WHAT YOU ARE ASKED TO DO.
Repeat word for word everything in the hitchhiking text below, from "Our trip has" down to "remember it being.".

TEXT.
Friends We Hadn't Met Yet

The day we were leaving, I spent much of the morning in a mild state of panic, looking at all the good things I was saying goodbye to, and wishing, even though I knew leaving was the right choice, that I could just stay in town where I’m comfy and have all these friends, forever and ever. But our friend Izzy picked us up nonetheless, like we’d asked, and drove us south of town to an I-35 onramp. And then a funny thing happened. Once we got on the pavement, and Izzy had driven away, and we had our thumbs out and our sign flying, all the anxiety blew away like dust off a windowsill in spring, and it felt right and natural to be there.

Our trip has been exactly what we needed and it’s been happening exactly as it needed to. When I was hitching alone a few years ago, rides got me from place to place physically, but this time around, they seem to be getting our spirits where they need to be too. The people we’ve met have been amazing, and they each seem to be putting out a hand to take us one stepping-stone further down the path we’re on. Misty likes to describe hitchhiking as “getting a ride with a friend who we just haven’t met yet.” That seems to be a truer description than I ever remember it being.

EXCERPTED RECORDS.

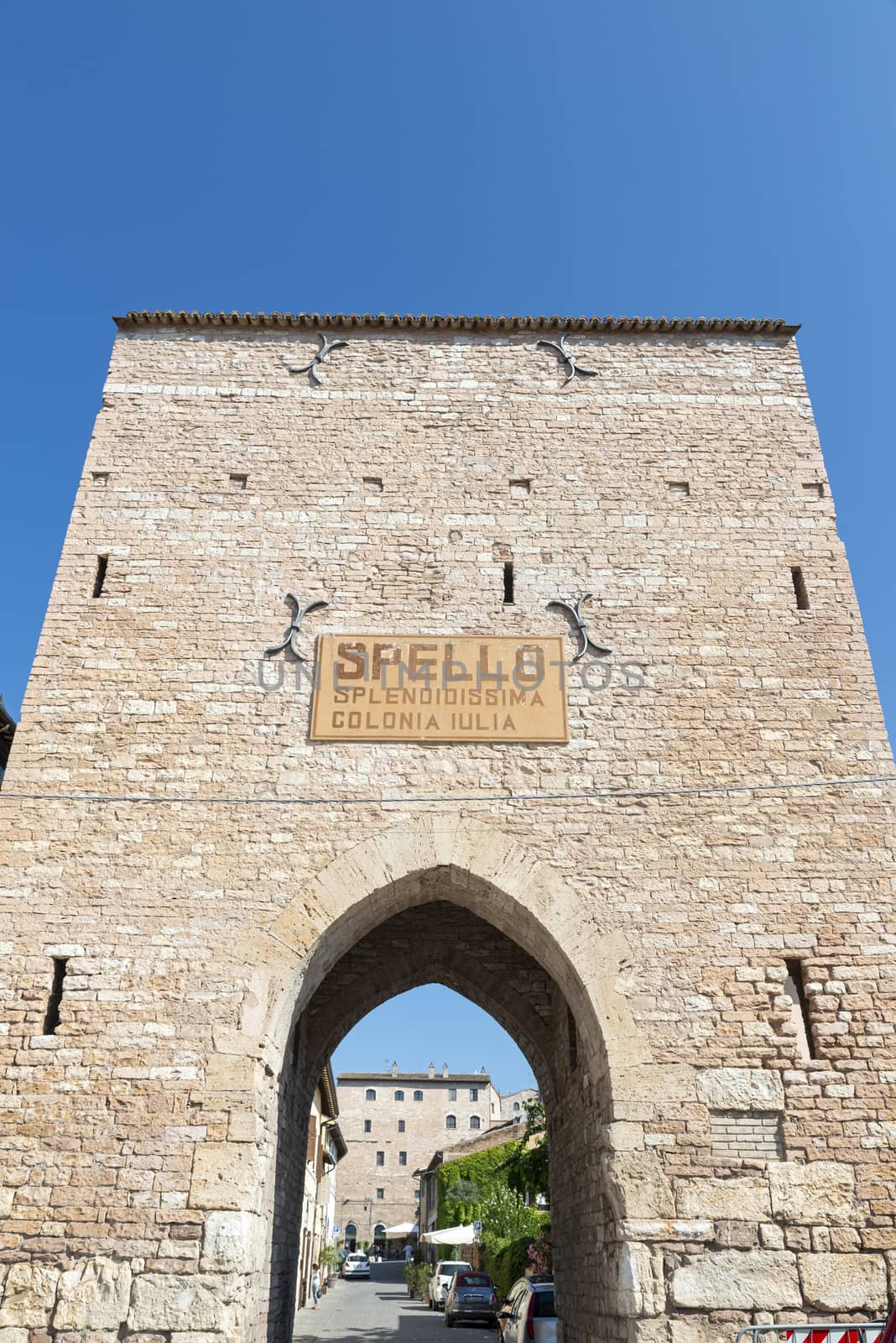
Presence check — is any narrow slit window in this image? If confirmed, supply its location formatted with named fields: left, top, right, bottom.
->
left=43, top=956, right=69, bottom=1036
left=94, top=555, right=109, bottom=596
left=784, top=959, right=817, bottom=1059
left=504, top=560, right=513, bottom=606
left=566, top=1007, right=578, bottom=1073
left=790, top=564, right=809, bottom=611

EXERCISE RESPONSE.
Our trip has been exactly what we needed and it’s been happening exactly as it needed to. When I was hitching alone a few years ago, rides got me from place to place physically, but this time around, they seem to be getting our spirits where they need to be too. The people we’ve met have been amazing, and they each seem to be putting out a hand to take us one stepping-stone further down the path we’re on. Misty likes to describe hitchhiking as “getting a ride with a friend who we just haven’t met yet.” That seems to be a truer description than I ever remember it being.